### REQUIREMENTS
a – Answer these from the patent background text:
(i) According to the text, the invention makes what easy to assemble?
(ii) In the method disclosed in Japanese Unexamined Patent Application Publication No. 09-260871, where on the wiring substrate is the hole that receives the protrusion?
(iii) What name may be used for the surface of the first member that is the reverse side viewed from the worker?
b – Reproduce the passage of the patent background text starting at "In such a device" and ending at "an internal structure.".

### TEXT SEGMENT
================

1. Field of the Invention
The present invention generally relates to electronic devices. More particularly, the present invention relates to an electronic device that makes it easy to assemble members disposed in a housing.
2. Description of the Related Art
Typically, in cases in which a plate member, such as a substrate, is disposed in a housing, for example, in the case of an electronic device, various substrate securing methods are conceived (e.g., Japanese Unexamined Patent Application Publication Nos. 09-260871 and 2007-48914).
For example, Japanese Unexamined Patent Application Publication No. 09-260871 discloses a method for positioning and supporting a wiring substrate by directly providing a protrusion on the bottom plate of a device main unit and fitting the protrusion into a hole provided at an approximate center of the wiring substrate. Japanese Unexamined Patent Application Publication No. 2004-349297 discloses a mechanism in which the positioning of a jack substrate is performs by a rear panel and a protrusion.
In such a device in which a plate member (a first member) is disposed in a housing, a second member may be secured to a surface of the first member, the surface being a reverse side viewed from the worker (hereinafter, the surface may be referred to as a “back surface”) when the first member is disposed in the housing.
FIG. 1 is a sectional view showing an example of the configuration of an electronic device having such an internal structure.

================

### DATA
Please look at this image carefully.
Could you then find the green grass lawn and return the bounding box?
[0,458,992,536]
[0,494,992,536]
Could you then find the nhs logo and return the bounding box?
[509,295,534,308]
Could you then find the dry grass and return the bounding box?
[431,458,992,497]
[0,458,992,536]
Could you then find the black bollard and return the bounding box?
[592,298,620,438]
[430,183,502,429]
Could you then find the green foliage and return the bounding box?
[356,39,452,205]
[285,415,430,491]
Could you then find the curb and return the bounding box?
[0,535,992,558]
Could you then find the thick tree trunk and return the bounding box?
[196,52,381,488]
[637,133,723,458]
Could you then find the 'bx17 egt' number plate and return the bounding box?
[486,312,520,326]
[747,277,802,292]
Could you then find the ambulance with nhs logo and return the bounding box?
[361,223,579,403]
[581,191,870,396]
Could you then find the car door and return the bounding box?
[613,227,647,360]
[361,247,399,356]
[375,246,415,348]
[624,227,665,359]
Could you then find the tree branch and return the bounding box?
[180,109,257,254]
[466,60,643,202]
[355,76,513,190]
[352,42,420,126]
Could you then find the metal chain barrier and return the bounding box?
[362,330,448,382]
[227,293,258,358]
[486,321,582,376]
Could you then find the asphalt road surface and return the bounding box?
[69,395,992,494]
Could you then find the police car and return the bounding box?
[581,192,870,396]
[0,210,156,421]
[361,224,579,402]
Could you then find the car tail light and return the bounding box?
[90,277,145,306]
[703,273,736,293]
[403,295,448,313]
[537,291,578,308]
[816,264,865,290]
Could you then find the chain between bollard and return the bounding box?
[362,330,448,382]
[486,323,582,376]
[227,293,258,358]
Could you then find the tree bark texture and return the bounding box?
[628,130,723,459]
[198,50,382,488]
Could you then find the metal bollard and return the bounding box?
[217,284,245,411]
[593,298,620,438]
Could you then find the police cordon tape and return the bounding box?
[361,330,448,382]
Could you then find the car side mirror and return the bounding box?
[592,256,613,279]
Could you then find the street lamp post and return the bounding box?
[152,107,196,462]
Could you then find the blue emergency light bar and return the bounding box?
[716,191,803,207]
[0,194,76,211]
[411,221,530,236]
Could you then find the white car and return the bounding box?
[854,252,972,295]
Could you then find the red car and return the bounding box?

================

### THE RESULTS
a –
(i) Members disposed in a housing.
(ii) At an approximate center of the wiring substrate.
(iii) A "back surface."

b –
In such a device in which a plate member (a first member) is disposed in a housing, a second member may be secured to a surface of the first member, the surface being a reverse side viewed from the worker (hereinafter, the surface may be referred to as a “back surface”) when the first member is disposed in the housing.
FIG. 1 is a sectional view showing an example of the configuration of an electronic device having such an internal structure.